**What to work on**
The response should contain only those lines of the entries below that include the string "instance".

Collected data entries
§ §

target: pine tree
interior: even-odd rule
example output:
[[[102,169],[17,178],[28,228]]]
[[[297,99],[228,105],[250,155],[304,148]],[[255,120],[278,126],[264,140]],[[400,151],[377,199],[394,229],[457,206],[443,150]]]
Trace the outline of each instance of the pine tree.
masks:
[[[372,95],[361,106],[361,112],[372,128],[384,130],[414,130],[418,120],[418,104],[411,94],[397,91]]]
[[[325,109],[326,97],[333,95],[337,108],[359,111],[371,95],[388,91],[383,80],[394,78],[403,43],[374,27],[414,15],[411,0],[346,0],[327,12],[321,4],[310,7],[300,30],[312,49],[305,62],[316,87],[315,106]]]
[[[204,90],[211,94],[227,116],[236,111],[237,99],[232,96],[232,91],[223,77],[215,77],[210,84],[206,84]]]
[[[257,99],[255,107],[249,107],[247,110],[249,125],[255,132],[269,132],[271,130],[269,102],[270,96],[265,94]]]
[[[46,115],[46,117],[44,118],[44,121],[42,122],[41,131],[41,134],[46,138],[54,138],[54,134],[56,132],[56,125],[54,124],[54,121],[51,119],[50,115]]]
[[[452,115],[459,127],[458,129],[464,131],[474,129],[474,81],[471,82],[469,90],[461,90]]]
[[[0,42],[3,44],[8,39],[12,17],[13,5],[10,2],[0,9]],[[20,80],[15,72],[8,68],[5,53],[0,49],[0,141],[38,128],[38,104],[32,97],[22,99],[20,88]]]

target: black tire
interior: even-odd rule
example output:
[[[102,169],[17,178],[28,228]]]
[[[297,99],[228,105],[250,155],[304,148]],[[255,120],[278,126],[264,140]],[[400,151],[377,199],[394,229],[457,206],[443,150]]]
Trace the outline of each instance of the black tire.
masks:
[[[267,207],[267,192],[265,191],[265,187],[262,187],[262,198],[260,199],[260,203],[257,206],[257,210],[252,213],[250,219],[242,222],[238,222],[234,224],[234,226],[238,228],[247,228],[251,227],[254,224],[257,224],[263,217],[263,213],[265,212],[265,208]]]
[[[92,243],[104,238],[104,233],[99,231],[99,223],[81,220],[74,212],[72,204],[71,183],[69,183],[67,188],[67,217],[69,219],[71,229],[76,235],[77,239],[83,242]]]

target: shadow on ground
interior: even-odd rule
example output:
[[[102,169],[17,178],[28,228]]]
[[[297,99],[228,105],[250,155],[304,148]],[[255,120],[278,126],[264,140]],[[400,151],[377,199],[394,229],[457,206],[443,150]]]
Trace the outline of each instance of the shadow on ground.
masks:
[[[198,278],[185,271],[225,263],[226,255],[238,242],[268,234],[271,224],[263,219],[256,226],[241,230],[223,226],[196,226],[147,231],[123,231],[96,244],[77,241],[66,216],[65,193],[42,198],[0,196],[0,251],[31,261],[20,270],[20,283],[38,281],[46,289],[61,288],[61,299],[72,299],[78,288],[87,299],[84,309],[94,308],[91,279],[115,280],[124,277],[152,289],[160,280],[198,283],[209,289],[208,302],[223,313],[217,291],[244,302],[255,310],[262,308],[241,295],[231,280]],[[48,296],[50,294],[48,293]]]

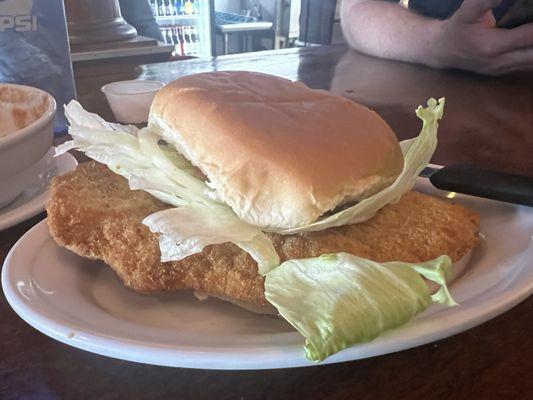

§ §

**Solution**
Trace the outline of each instance of the pine tree.
Trace the outline of each instance of the black tire.
Trace the outline of each instance of the shadow on ground.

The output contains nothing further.